Goal of the exercise:
Scan the entries below and give the number of lines containing "parked", with no accompanying words.
++++ Data to examine
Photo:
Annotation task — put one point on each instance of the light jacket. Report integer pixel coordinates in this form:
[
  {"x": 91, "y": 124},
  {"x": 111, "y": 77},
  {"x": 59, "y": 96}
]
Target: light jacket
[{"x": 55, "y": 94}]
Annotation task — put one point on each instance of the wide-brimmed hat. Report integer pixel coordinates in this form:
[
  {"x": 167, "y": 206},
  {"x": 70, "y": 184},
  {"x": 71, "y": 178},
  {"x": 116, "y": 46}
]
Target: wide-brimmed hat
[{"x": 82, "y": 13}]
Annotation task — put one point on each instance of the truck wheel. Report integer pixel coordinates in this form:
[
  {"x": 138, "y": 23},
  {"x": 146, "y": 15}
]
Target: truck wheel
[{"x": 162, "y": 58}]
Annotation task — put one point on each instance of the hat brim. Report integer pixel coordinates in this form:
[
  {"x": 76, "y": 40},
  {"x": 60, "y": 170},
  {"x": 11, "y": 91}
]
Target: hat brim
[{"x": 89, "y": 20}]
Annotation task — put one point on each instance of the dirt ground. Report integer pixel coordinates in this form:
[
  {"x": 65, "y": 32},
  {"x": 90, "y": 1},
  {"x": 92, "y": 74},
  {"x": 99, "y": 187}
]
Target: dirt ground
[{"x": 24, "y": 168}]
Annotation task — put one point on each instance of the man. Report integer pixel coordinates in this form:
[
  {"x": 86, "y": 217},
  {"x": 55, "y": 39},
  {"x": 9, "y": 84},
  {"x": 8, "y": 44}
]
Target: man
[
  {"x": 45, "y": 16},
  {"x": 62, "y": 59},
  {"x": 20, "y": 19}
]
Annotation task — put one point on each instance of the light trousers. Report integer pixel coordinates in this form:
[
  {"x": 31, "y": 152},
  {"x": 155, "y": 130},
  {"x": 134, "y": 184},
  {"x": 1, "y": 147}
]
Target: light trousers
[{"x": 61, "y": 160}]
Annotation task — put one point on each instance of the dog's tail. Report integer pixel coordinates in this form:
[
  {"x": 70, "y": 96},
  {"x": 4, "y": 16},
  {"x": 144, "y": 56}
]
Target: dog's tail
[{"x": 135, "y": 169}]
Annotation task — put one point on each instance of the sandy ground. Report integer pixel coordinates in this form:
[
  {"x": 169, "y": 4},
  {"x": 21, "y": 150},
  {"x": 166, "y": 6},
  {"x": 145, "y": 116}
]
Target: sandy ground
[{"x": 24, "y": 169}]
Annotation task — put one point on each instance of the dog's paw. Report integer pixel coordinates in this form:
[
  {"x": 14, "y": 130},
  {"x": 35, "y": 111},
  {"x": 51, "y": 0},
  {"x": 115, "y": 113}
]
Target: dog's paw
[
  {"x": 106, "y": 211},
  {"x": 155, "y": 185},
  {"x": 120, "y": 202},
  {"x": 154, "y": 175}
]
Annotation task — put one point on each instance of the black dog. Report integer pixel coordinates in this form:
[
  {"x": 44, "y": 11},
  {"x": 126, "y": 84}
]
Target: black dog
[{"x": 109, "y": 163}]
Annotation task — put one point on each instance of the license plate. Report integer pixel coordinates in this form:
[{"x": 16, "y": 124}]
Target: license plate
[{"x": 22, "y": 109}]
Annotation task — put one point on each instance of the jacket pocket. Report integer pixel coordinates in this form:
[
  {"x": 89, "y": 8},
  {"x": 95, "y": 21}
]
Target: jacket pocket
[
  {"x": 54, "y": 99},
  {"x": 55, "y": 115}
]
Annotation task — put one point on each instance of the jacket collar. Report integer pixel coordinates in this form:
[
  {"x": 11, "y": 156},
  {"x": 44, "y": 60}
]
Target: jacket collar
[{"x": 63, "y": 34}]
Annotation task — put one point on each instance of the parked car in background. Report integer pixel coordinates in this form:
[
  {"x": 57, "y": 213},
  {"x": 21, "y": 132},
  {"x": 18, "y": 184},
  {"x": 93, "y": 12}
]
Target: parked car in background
++++++++
Solution:
2